Word for word, repeat the lines of the records from the one containing "Localize dark hair." through the last line, both included.
--- Dataset records ---
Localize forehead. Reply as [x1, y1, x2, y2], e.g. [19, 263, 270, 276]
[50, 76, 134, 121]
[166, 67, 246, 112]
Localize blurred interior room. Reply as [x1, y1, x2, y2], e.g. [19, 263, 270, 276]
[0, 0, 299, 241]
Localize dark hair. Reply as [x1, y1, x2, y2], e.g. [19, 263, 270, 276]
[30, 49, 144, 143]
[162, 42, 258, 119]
---
# Written answer
Localize dark hair. Reply as [x1, y1, x2, y2], e.g. [19, 263, 270, 276]
[30, 49, 144, 143]
[162, 42, 258, 119]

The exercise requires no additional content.